▸ Aangeleverde tekst:
════════════════════
Hoofdstuk 2 Bestemmingsregels

Artikel 3 Huisvesting

3.1 Specifieke gebruiksregels

Aan de regels van de bestemmingsplannen en beheersverordeningen als bedoeld in artikel 2.1 wordt, daar waar de bestemmingsomschrijving c.q. doeleindenomschrijving van een bestemming binnen de betreffende plannen de functie 'wonen' toelaat, het navolgende sublid toegevoegd:

3.1.1 Woningsplitsing en anderszins toevoegen van woningen
  • a. Woningsplitsing is niet toegestaan;
  • b. In afwijking van het bepaalde onder a, is woningsplitsing ter plaatse van de aanduiding 'overige zone - centrum Geldrop' en 'overige zone - centrum Mierlo' toegestaan, met dien verstande dat:
    • 1. op grond van het tevens van toepassing zijnde bestemmingsplan of beheersverordening als bedoeld in artikel 2 is het splitsen niet uitgesloten op de betreffende locatie;
    • 2. een maximum aantal van 9 woningen per pand is toegestaan;
    • 3. er sprake is van voldoende parkeergelegenheid, zoals bedoeld in lid 1.14;
    • 4. een woning uit minimaal 2 kamers bestaat;
    • 5. een woning over eigen sanitaire voorzieningen dient te beschikken;
    • 6. de minimale netto woonoppervlakte van een woning 55 m² bedraagt.
════════════════════
▸ Overzicht:

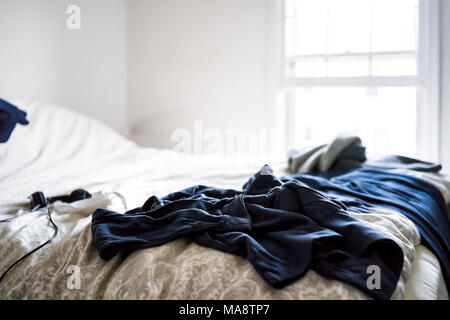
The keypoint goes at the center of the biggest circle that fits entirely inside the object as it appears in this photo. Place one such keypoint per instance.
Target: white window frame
(426, 81)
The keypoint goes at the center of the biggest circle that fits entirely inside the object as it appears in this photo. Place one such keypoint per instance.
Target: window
(365, 67)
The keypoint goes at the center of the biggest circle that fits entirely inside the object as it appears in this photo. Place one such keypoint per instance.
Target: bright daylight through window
(352, 66)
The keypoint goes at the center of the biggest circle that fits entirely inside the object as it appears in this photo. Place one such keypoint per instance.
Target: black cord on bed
(36, 249)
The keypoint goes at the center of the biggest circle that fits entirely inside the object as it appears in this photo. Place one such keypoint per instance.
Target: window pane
(351, 37)
(357, 66)
(394, 25)
(394, 65)
(385, 119)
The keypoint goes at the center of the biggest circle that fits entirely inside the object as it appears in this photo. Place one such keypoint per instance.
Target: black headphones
(38, 201)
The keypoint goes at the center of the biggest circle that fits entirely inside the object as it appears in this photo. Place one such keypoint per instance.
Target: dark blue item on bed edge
(9, 117)
(415, 198)
(282, 228)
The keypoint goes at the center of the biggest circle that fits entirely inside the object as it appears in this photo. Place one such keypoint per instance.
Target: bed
(62, 150)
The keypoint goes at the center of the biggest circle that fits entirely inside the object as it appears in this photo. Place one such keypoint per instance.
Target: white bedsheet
(61, 151)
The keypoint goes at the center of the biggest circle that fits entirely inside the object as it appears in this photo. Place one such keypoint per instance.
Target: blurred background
(294, 73)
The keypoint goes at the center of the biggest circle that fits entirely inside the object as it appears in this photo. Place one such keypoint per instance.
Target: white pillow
(55, 134)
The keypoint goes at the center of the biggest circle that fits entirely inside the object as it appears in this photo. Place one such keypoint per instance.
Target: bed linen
(69, 151)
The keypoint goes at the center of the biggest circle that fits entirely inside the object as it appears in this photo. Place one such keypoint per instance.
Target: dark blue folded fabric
(418, 200)
(9, 117)
(283, 228)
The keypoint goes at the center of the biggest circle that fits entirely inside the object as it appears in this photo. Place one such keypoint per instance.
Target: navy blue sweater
(282, 227)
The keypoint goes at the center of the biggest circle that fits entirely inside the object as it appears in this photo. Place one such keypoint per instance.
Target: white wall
(445, 83)
(83, 69)
(196, 60)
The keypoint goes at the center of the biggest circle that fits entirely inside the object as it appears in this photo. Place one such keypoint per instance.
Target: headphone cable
(35, 249)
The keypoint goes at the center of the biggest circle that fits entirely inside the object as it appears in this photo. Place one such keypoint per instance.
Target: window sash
(426, 81)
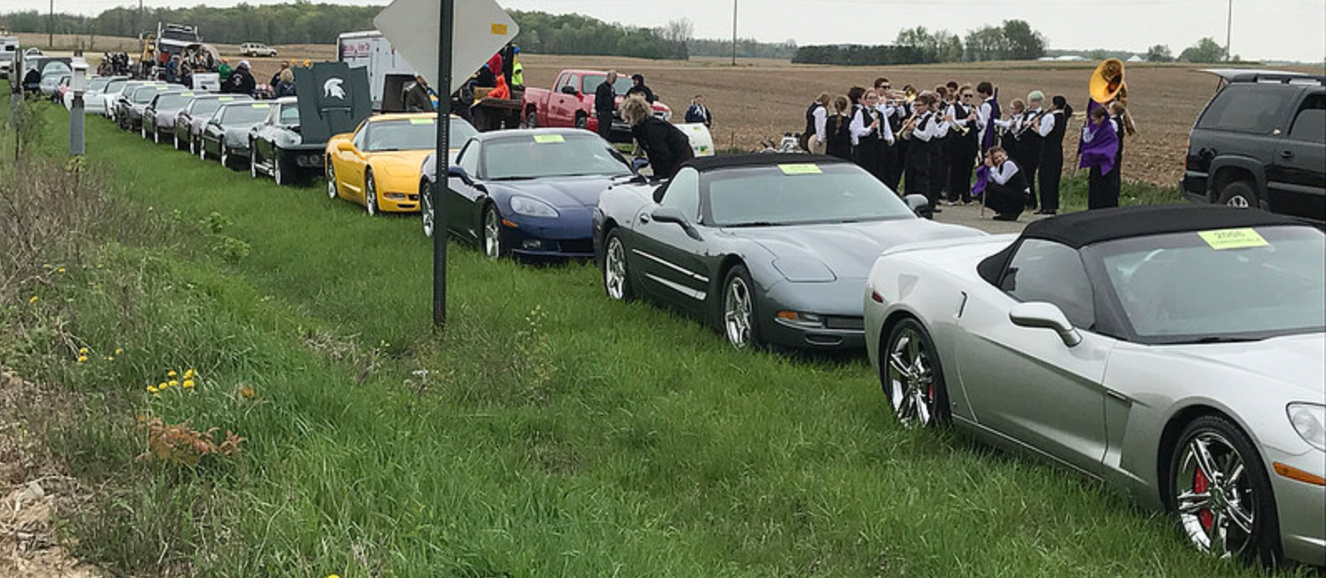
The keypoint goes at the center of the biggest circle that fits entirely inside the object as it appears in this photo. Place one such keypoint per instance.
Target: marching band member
(1052, 129)
(1098, 151)
(871, 135)
(1005, 191)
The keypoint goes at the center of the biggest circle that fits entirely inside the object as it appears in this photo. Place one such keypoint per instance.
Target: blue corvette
(525, 192)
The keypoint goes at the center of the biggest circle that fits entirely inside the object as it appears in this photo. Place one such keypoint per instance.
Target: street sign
(482, 28)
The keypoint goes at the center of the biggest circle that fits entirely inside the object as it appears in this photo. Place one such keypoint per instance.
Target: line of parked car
(1175, 351)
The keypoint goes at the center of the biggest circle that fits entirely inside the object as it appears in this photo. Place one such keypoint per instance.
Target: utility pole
(1229, 28)
(446, 32)
(733, 32)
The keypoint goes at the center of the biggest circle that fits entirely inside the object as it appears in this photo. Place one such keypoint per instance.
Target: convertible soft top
(1089, 227)
(757, 159)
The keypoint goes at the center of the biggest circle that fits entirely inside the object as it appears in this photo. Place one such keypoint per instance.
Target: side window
(1310, 122)
(1247, 109)
(1053, 273)
(683, 194)
(468, 158)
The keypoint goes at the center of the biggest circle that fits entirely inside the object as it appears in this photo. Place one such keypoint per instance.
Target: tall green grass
(546, 431)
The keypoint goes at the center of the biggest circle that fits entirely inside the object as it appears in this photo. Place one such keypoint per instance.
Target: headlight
(532, 207)
(1309, 420)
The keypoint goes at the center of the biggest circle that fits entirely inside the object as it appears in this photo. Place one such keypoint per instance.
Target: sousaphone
(1107, 82)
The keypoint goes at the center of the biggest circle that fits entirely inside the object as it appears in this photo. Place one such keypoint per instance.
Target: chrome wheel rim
(737, 312)
(1213, 496)
(426, 198)
(910, 378)
(370, 195)
(492, 233)
(614, 269)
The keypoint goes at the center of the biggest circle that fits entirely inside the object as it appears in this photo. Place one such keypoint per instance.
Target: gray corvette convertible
(772, 249)
(1176, 351)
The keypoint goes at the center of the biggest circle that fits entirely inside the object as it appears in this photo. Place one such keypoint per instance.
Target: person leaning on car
(664, 145)
(605, 101)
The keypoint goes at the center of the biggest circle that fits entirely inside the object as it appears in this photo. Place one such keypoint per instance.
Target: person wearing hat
(240, 81)
(638, 81)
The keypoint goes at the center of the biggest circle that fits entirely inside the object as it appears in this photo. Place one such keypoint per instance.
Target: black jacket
(664, 145)
(605, 98)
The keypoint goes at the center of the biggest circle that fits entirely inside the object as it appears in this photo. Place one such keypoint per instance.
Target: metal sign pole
(439, 190)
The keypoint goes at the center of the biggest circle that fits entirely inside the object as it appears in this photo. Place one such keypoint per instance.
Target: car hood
(561, 192)
(1294, 361)
(847, 249)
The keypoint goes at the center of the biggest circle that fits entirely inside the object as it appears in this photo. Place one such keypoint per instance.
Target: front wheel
(912, 377)
(1221, 493)
(739, 309)
(617, 284)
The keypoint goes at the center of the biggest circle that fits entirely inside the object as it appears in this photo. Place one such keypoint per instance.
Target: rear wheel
(615, 280)
(1221, 492)
(740, 309)
(1239, 194)
(912, 377)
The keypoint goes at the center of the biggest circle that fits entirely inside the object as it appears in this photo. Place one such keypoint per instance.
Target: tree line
(1013, 40)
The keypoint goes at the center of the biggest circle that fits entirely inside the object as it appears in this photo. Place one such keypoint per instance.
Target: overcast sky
(1264, 29)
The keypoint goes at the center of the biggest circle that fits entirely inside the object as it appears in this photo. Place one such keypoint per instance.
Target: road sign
(482, 28)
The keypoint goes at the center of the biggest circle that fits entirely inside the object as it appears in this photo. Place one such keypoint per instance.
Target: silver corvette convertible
(1178, 351)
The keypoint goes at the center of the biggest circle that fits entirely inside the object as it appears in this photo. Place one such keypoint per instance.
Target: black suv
(1261, 142)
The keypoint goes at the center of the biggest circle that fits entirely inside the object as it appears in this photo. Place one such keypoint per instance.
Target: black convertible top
(1089, 227)
(757, 159)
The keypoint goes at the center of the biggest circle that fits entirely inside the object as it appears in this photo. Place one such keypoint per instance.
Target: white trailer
(389, 73)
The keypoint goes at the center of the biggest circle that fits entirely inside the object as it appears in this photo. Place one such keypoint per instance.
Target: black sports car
(771, 248)
(277, 149)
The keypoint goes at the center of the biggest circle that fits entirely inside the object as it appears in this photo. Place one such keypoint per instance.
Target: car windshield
(1219, 285)
(550, 154)
(244, 114)
(145, 94)
(621, 86)
(800, 194)
(173, 101)
(415, 134)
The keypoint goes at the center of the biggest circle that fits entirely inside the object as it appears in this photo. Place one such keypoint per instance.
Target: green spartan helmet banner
(333, 98)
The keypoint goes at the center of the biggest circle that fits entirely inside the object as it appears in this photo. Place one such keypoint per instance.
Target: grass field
(553, 434)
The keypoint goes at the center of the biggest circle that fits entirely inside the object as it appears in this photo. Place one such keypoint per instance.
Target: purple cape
(1099, 153)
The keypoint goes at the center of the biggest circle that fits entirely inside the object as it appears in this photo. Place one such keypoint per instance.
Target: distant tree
(1159, 53)
(1205, 51)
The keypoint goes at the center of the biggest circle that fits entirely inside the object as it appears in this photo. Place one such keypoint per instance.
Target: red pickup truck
(570, 102)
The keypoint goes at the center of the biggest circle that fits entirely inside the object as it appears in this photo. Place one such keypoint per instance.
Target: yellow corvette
(378, 165)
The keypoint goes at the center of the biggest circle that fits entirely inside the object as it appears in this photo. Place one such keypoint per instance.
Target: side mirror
(460, 174)
(674, 215)
(919, 204)
(1045, 316)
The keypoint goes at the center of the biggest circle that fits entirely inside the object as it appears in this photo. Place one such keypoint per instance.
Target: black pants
(605, 123)
(1004, 200)
(960, 163)
(1052, 171)
(1102, 191)
(870, 155)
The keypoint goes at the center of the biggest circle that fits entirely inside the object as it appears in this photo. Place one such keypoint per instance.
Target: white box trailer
(389, 73)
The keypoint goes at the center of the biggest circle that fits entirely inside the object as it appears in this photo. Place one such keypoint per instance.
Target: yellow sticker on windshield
(1232, 239)
(800, 169)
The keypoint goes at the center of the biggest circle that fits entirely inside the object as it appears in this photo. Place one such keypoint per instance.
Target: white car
(1175, 351)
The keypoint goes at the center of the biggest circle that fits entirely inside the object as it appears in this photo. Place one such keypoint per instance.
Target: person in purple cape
(1097, 151)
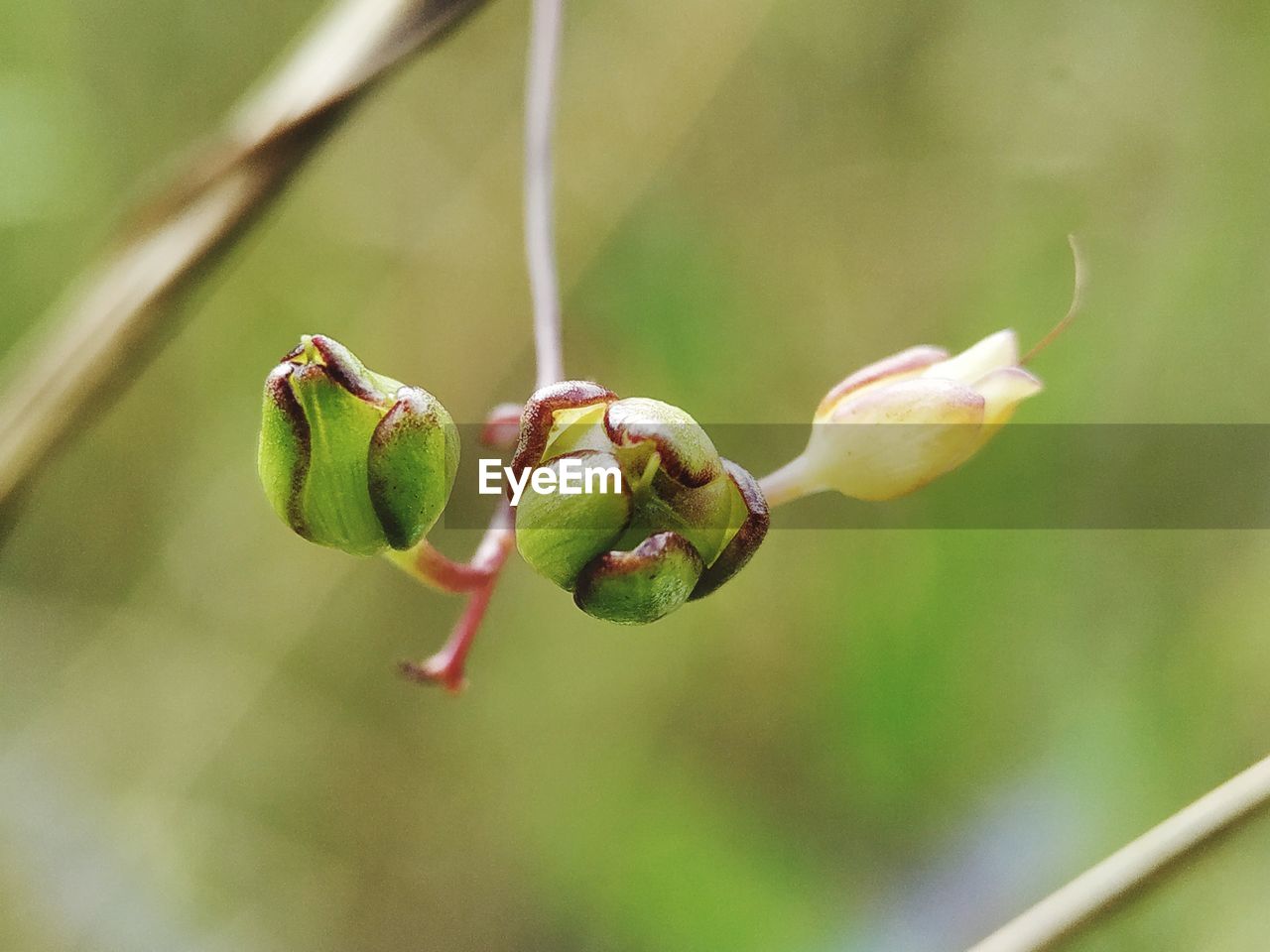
════════════════════
▸ Opdrachten:
**1.** Som uit de aangeleverde tekst alle voorwaarden op waaronder woningsplitsing in de centrumzones van Geldrop en Mierlo is toegestaan.
**2.** Kopieer uit de aangeleverde tekst het deel dat begint met "3.1.1 Woningsplitsing en" en doorloopt tot en met "55 m² bedraagt.".

▸ Resultaten op volgorde:
**1.**
1. Het tevens van toepassing zijnde bestemmingsplan of de beheersverordening als bedoeld in artikel 2 sluit het splitsen op de betreffende locatie niet uit.
2. Per pand is een maximum van 9 woningen toegestaan.
3. Er is voldoende parkeergelegenheid, zoals bedoeld in lid 1.14.
4. Een woning bestaat uit minimaal 2 kamers.
5. Een woning beschikt over eigen sanitaire voorzieningen.
6. De minimale netto woonoppervlakte van een woning bedraagt 55 m².

**2.**
3.1.1 Woningsplitsing en anderszins toevoegen van woningen
  • a. Woningsplitsing is niet toegestaan;
  • b. In afwijking van het bepaalde onder a, is woningsplitsing ter plaatse van de aanduiding 'overige zone - centrum Geldrop' en 'overige zone - centrum Mierlo' toegestaan, met dien verstande dat:
    • 1. op grond van het tevens van toepassing zijnde bestemmingsplan of beheersverordening als bedoeld in artikel 2 is het splitsen niet uitgesloten op de betreffende locatie;
    • 2. een maximum aantal van 9 woningen per pand is toegestaan;
    • 3. er sprake is van voldoende parkeergelegenheid, zoals bedoeld in lid 1.14;
    • 4. een woning uit minimaal 2 kamers bestaat;
    • 5. een woning over eigen sanitaire voorzieningen dient te beschikken;
    • 6. de minimale netto woonoppervlakte van een woning 55 m² bedraagt.